Data records:

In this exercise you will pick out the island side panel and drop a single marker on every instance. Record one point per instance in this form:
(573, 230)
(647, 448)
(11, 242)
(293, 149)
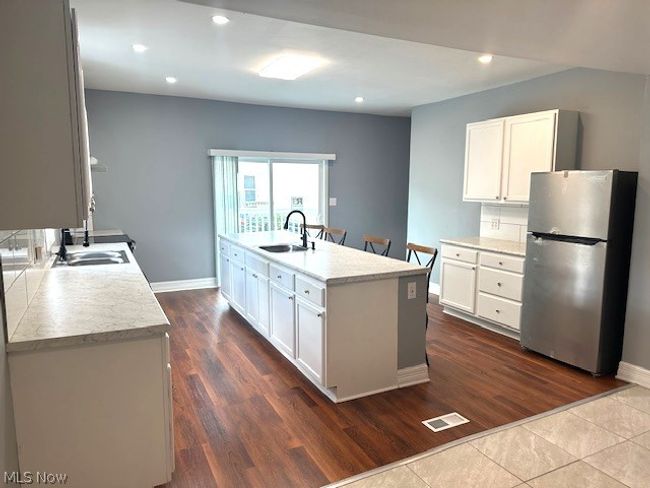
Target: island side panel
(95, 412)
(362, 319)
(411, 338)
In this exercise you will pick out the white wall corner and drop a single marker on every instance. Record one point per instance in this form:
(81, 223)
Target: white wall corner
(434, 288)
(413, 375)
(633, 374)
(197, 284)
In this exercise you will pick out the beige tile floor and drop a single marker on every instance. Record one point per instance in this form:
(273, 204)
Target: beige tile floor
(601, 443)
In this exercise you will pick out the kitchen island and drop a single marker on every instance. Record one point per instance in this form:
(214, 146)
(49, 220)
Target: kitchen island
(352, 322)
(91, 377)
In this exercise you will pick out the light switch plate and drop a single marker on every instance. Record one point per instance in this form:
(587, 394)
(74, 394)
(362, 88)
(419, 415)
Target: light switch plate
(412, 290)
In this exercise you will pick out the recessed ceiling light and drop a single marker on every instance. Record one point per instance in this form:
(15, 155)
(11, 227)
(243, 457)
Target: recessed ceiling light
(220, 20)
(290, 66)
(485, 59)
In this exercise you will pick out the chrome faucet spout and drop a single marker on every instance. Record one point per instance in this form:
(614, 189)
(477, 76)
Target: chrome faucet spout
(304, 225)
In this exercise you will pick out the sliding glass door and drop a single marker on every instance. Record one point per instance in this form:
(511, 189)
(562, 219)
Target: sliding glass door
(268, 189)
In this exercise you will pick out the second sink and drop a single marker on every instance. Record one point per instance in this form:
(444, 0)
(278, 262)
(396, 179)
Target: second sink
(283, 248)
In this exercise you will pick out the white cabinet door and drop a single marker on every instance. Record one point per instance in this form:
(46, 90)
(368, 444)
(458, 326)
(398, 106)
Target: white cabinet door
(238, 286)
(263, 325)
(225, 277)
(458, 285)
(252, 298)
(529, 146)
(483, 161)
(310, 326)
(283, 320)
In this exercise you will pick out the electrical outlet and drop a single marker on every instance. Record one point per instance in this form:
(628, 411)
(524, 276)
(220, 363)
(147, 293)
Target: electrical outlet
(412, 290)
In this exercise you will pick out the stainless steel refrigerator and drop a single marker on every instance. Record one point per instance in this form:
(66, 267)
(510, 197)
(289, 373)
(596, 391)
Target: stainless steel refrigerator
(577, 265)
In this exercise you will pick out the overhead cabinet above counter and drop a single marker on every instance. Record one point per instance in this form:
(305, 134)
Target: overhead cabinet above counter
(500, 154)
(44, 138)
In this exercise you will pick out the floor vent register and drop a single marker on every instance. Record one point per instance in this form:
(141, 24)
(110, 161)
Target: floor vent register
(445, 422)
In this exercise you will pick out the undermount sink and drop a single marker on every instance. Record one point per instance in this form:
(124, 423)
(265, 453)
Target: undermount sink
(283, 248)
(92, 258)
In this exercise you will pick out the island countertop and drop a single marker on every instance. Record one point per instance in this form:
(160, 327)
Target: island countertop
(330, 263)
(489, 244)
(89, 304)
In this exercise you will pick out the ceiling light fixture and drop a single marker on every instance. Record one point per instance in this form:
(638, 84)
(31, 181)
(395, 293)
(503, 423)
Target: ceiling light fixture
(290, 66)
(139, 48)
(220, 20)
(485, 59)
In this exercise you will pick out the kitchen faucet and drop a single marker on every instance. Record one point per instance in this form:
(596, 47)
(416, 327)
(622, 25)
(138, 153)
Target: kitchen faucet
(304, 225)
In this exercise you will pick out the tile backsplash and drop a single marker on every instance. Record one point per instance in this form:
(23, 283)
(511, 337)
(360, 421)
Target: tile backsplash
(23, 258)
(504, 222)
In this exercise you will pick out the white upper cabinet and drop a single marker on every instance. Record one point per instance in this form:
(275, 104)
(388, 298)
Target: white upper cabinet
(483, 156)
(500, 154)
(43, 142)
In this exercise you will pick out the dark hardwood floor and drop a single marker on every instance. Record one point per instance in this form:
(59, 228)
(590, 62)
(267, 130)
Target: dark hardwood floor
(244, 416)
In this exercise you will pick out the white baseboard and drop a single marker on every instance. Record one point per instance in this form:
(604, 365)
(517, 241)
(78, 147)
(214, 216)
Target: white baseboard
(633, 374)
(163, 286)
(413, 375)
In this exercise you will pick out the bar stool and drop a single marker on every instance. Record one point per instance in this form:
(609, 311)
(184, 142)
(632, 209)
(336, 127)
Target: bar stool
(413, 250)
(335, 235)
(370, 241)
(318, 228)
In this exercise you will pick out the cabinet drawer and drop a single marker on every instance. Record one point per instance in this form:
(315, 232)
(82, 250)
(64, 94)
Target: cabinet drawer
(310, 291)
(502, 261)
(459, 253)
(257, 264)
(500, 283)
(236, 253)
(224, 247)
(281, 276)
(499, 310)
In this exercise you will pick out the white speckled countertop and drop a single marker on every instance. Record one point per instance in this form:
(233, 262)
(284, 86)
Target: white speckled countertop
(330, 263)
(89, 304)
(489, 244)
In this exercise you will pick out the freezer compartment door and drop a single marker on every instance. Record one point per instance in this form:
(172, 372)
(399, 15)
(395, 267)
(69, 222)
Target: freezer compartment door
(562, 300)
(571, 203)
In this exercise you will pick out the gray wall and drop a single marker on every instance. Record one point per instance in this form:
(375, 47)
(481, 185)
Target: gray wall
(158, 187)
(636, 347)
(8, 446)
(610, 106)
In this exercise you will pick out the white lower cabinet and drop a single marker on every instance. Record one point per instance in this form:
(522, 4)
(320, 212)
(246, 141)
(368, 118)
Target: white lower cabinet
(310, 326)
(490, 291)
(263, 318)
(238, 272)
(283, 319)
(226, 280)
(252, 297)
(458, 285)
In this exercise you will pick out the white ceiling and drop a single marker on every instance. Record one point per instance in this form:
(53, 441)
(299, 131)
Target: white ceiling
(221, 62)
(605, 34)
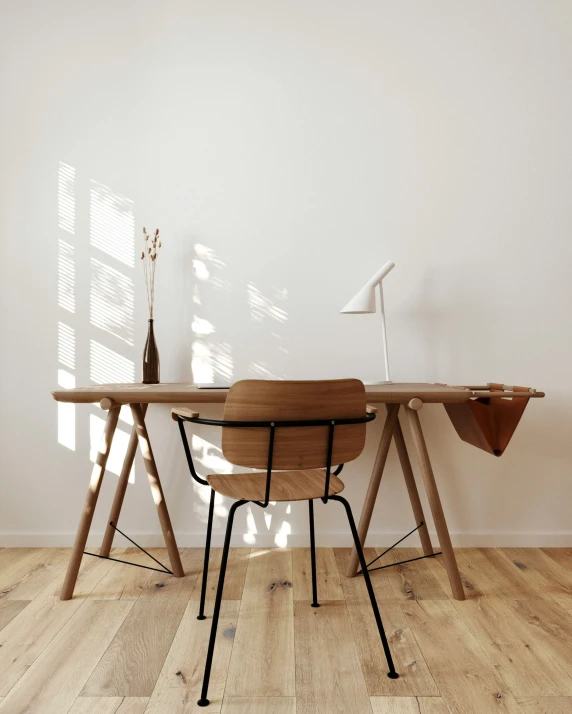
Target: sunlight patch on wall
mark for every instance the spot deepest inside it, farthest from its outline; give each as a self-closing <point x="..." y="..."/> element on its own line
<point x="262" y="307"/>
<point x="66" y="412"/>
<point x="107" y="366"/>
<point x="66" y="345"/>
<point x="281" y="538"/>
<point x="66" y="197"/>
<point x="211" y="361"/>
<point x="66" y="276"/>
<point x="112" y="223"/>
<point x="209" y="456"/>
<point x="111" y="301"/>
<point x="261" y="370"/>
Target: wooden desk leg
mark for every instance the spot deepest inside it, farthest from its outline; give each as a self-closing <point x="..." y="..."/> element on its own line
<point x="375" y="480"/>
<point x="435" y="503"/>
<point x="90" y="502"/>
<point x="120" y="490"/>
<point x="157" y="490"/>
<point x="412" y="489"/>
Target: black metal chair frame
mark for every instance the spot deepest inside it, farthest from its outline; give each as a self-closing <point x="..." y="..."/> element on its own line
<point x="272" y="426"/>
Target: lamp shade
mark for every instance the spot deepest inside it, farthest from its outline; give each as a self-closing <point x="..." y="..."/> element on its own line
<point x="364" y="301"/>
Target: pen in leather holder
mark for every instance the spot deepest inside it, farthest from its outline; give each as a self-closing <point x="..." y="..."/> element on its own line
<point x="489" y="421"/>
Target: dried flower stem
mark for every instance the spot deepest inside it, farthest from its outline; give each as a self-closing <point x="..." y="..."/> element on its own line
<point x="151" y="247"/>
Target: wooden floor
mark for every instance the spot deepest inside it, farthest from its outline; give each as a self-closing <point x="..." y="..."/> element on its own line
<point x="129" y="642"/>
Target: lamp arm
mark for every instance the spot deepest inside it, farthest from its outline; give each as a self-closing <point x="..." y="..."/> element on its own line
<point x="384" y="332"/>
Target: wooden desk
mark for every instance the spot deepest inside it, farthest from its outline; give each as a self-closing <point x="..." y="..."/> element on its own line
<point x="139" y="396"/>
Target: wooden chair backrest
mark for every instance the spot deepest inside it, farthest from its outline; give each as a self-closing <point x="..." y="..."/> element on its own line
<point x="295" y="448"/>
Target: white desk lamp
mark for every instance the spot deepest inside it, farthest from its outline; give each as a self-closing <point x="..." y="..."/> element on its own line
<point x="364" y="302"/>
---
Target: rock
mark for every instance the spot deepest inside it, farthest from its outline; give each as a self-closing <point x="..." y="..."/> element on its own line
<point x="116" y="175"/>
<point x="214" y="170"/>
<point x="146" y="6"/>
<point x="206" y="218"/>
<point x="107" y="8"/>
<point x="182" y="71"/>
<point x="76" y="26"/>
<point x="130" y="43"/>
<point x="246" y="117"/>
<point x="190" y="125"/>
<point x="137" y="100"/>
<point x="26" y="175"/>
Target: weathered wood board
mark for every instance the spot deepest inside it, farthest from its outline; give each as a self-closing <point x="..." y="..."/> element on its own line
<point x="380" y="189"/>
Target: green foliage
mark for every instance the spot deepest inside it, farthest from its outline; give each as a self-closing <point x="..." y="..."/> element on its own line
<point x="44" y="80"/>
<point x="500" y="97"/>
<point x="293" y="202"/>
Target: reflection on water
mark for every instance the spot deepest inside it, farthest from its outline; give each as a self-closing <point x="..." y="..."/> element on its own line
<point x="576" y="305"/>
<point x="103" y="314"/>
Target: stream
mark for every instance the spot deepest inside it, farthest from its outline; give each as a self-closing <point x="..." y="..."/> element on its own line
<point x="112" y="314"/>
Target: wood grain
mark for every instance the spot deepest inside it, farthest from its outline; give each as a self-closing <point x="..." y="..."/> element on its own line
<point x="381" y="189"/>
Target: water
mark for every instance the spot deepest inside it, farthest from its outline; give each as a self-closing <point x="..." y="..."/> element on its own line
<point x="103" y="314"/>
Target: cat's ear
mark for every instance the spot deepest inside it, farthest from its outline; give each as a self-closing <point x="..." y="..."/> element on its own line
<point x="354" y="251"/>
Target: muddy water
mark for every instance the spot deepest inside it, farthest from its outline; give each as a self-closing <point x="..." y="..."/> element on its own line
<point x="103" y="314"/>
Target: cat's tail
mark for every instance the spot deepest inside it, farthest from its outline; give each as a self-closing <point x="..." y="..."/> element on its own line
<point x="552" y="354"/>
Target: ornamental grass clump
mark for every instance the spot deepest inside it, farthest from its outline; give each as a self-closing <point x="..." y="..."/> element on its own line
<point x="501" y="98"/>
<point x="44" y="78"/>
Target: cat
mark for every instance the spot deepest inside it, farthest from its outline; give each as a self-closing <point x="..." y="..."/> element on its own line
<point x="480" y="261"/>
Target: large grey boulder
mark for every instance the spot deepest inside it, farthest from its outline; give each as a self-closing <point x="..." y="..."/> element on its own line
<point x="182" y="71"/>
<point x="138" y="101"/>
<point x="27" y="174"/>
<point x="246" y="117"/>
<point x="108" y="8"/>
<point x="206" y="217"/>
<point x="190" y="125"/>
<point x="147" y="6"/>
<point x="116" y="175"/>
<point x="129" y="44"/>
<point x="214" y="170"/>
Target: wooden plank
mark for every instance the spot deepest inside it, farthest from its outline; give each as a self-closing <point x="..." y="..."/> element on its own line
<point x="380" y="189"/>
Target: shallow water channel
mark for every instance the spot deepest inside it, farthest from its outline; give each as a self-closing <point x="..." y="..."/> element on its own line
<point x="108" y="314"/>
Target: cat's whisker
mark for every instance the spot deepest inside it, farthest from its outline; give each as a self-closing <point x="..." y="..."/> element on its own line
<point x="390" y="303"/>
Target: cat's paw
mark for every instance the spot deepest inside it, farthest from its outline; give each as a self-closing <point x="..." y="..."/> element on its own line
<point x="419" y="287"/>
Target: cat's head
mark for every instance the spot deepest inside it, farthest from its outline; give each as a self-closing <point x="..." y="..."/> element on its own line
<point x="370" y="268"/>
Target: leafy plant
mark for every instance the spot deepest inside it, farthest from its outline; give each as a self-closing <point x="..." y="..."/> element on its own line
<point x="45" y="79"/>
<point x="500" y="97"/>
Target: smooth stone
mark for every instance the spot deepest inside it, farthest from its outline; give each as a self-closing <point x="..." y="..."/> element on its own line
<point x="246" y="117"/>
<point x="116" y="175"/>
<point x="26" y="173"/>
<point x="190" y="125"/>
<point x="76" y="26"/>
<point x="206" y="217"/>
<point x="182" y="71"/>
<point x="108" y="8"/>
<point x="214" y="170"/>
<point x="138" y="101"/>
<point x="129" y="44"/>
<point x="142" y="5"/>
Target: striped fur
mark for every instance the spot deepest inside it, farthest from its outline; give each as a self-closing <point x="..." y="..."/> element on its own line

▶ **PROMPT**:
Please report every line of the items above that contains the word "register", copying each line in full.

▶ **THE COMPLETED TASK**:
In this exercise you will pick out the floor vent register and drop a single marker on every instance. Record one point per instance in this form:
Target: floor vent register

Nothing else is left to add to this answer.